- What to work on -
Once the images are set aside, print the remaining lines below exactly.

(Natural-language object grounding data)
- - - -

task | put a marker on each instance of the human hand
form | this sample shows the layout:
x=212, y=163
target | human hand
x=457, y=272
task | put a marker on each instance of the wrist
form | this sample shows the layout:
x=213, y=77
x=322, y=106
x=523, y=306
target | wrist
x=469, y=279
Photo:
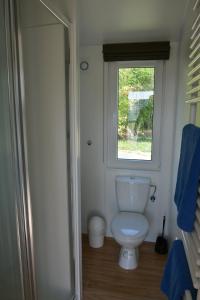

- - - -

- Solution for this problem -
task | put a marker on each instance of the human hand
form | this sample shows the layout:
x=212, y=163
target | human hand
x=457, y=272
task | put a marker on each instance of the wrist
form | this sample shows the layout:
x=213, y=77
x=322, y=106
x=523, y=306
target | wrist
x=469, y=279
Photo:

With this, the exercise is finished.